■ YOUR OBJECTIVE ■
Could you copy out the records below word for word, covering the stretch from the line containing "Hi there — would you mind identifying the large framed" through the line containing "[0, 0, 136, 848]", with both of those lines included?

■ PROVIDED RECORDS ■
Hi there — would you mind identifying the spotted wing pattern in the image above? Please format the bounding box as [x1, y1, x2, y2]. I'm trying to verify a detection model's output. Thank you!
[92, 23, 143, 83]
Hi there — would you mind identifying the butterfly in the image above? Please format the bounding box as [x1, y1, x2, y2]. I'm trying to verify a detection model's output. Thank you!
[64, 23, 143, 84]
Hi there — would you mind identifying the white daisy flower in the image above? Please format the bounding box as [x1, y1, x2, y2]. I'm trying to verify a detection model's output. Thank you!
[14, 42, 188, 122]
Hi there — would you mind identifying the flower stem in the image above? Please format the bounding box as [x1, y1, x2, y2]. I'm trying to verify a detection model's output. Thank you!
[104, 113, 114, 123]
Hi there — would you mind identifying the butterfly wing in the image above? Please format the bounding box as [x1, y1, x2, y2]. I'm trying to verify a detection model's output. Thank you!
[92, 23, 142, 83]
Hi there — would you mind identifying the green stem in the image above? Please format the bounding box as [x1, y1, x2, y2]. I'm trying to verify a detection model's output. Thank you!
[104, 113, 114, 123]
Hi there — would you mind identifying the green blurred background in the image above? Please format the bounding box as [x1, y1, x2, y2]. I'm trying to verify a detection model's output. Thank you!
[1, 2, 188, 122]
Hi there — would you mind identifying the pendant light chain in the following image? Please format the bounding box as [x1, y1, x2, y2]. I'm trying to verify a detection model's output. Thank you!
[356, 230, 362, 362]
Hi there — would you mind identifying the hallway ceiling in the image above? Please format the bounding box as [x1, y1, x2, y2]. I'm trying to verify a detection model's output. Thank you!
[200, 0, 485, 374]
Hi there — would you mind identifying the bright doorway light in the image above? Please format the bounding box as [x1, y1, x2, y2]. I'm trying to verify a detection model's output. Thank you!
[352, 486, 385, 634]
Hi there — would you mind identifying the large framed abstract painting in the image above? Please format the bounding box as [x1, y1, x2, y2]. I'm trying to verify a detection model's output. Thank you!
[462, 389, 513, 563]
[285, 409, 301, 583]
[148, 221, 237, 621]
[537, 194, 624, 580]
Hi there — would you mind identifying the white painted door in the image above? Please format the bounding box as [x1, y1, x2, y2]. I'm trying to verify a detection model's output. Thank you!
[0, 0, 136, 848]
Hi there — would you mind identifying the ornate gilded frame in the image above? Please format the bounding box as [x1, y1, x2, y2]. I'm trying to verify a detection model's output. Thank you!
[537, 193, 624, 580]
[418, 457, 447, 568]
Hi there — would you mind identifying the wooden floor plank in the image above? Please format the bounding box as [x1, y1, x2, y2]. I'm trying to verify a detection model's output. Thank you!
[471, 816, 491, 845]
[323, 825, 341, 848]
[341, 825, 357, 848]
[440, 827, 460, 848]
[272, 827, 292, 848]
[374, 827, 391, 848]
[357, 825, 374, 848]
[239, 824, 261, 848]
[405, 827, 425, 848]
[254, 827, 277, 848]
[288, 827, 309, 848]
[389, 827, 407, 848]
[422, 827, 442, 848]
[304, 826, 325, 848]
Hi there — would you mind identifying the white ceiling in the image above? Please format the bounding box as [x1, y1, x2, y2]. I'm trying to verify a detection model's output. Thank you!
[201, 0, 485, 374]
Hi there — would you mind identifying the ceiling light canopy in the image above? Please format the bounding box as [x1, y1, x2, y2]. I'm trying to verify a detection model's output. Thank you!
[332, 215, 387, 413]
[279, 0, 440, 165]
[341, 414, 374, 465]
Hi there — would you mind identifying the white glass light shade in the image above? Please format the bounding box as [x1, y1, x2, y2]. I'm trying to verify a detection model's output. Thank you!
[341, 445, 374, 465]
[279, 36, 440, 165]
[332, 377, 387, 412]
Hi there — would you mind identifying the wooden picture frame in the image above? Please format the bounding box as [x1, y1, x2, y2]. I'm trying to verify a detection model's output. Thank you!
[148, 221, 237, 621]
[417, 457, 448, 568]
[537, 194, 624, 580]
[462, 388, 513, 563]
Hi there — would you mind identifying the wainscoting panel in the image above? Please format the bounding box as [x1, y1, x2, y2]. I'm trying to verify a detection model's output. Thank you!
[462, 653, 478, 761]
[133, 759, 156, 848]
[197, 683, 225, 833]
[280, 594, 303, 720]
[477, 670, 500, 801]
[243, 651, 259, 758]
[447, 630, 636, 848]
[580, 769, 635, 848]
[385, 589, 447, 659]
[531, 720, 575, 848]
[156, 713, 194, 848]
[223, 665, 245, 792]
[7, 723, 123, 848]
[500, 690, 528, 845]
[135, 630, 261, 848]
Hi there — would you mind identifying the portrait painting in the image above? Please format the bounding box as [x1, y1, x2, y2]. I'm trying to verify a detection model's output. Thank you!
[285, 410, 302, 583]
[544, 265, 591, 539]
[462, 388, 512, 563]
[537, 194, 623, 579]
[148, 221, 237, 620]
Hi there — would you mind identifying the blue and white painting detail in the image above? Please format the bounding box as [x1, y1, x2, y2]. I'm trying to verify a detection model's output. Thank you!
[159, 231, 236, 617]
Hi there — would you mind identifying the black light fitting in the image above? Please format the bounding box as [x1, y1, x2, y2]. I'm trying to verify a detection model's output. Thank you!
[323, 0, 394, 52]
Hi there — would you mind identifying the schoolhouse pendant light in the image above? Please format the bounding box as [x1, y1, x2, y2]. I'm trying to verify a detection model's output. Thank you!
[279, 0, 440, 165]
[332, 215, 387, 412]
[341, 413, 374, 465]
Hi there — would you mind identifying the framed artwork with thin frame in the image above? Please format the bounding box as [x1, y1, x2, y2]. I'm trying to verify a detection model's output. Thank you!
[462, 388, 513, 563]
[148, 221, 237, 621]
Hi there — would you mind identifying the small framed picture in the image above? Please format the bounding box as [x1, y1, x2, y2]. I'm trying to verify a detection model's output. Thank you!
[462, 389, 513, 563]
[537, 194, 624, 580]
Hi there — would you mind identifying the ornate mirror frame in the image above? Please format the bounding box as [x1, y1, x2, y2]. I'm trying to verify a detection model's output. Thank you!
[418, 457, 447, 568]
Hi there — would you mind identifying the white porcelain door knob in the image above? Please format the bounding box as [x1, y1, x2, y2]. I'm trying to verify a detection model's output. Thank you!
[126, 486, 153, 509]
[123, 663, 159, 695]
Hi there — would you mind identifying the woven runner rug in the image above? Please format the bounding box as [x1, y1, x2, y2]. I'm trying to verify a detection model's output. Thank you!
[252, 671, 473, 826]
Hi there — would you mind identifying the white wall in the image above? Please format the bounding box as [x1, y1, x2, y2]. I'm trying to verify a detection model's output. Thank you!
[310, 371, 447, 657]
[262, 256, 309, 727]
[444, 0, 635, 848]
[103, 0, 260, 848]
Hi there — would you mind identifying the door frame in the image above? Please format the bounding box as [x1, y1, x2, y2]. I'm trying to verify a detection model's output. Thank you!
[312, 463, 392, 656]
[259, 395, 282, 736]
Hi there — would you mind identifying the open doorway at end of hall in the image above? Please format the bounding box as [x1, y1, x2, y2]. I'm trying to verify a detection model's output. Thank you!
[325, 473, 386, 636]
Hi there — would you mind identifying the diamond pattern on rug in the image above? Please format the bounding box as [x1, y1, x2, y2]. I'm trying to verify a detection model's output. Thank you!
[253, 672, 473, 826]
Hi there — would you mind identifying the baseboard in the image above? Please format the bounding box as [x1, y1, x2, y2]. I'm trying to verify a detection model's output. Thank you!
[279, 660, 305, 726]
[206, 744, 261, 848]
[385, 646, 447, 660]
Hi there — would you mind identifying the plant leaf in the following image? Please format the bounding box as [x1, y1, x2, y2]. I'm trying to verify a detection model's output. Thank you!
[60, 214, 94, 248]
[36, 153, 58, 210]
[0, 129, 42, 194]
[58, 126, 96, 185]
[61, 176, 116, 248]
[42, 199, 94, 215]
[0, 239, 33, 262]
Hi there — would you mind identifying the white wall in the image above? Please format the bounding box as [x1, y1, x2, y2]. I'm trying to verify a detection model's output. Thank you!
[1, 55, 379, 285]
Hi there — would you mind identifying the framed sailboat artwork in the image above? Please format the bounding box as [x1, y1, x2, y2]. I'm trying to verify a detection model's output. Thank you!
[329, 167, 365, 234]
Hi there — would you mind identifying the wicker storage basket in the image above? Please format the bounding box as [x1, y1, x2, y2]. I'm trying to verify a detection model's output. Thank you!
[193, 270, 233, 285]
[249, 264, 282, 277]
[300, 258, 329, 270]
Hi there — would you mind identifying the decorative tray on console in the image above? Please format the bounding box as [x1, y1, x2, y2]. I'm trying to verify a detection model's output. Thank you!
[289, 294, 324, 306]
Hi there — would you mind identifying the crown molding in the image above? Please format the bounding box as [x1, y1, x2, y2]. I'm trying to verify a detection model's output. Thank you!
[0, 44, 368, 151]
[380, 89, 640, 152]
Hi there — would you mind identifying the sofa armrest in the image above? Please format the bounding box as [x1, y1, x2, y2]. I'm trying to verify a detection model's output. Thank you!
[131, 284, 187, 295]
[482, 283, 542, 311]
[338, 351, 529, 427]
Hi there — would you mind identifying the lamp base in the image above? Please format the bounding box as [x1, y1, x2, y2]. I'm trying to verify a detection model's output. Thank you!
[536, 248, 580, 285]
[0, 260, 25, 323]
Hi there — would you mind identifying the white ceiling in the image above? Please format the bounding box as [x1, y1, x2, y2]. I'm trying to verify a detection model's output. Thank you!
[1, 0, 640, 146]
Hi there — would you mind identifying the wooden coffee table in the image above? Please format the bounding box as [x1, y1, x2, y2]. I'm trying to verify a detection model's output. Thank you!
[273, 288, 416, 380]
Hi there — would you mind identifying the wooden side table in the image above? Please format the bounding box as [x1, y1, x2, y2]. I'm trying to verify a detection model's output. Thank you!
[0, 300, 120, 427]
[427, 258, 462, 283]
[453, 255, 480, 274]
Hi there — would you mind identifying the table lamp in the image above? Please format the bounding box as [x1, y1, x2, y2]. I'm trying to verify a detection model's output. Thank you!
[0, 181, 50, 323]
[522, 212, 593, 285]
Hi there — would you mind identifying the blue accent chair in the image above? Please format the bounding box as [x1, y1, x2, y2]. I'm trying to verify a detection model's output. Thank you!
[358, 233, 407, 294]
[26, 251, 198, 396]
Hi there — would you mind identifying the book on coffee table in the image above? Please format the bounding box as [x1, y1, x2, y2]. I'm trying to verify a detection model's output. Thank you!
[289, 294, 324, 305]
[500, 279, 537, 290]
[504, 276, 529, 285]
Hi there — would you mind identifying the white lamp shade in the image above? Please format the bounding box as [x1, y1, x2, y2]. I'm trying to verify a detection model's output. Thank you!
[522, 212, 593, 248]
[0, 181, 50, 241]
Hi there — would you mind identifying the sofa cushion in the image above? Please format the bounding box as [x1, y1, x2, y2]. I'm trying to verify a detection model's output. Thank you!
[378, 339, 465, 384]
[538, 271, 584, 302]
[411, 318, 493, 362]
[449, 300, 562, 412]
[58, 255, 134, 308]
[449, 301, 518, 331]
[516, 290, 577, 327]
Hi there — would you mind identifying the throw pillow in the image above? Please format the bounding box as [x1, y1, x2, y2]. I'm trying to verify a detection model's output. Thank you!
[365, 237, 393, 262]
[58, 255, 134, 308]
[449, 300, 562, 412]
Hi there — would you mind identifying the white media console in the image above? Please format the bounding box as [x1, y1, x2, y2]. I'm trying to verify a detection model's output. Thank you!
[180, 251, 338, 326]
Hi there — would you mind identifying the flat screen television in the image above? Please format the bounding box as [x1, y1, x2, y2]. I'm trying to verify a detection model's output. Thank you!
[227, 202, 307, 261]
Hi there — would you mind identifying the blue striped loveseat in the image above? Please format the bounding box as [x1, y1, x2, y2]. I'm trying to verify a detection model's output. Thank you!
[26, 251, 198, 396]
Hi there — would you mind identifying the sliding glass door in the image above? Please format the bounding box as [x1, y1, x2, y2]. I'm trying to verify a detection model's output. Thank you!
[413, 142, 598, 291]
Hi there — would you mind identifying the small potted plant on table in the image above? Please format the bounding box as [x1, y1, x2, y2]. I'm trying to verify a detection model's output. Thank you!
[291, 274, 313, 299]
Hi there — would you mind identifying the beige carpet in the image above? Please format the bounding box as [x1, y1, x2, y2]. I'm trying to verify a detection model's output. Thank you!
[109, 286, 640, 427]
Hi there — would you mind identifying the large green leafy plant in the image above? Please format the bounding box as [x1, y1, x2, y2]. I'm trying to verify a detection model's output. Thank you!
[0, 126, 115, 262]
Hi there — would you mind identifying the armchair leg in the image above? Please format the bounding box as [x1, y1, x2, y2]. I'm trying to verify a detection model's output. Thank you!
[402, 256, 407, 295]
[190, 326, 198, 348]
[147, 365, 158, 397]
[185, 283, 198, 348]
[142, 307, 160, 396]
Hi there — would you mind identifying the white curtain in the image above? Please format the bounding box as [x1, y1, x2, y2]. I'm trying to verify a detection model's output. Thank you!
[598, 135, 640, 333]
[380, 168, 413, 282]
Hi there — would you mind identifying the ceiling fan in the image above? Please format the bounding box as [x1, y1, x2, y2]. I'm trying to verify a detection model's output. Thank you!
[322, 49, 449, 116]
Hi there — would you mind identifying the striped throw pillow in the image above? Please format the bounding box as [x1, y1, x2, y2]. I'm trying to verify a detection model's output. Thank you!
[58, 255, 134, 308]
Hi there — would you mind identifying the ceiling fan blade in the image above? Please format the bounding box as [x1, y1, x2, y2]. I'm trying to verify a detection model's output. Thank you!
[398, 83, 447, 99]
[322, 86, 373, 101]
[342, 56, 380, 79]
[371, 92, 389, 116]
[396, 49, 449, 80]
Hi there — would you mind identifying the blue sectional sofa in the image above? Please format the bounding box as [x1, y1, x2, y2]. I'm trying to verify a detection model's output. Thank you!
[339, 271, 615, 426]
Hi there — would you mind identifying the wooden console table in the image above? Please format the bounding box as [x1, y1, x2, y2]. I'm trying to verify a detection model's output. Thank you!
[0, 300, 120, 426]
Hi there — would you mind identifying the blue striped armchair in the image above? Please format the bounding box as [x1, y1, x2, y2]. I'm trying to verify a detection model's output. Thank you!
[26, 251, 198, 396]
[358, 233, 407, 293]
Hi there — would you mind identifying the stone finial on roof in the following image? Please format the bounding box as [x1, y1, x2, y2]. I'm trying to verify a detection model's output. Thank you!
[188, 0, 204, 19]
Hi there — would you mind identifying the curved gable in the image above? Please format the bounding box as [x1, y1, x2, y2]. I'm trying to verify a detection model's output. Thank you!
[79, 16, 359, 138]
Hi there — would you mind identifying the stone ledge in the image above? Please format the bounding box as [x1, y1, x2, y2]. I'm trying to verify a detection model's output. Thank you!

■ ANSWER BELOW ■
Hi there — would you mind identifying the large framed abstract painting in the image above? Please format the bounding box as [x1, y1, x2, y2]. I'm trying to verify a detection model's output. Thank you!
[462, 389, 513, 563]
[285, 409, 301, 583]
[148, 221, 237, 621]
[537, 194, 624, 580]
Hi there — would you mind identifying the white painted door in the image above? Please format the bounding box as [x1, y1, x2, y2]. I'm trying to verify a detection model's output. Thank you!
[0, 0, 136, 848]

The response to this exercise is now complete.